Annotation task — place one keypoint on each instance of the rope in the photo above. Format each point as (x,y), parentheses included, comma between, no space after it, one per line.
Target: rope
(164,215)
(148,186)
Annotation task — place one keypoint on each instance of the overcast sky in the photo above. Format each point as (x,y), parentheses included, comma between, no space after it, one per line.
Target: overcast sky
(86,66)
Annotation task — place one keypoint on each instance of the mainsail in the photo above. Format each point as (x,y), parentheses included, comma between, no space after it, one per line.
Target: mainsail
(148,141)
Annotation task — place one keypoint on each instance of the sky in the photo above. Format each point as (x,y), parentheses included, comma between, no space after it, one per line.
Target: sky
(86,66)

--

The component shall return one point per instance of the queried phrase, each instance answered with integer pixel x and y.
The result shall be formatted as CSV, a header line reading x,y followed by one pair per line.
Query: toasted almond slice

Given problem:
Copy out the lines between the one holding "The component shall" and the one holding "Query: toasted almond slice", inclusive, with no changes.

Problem solution:
The component shall return one point per instance of the queried phrase, each instance answered with integer pixel x and y.
The result shall be formatted as CSV, a header line reading x,y followed by one pair per line.
Query: toasted almond slice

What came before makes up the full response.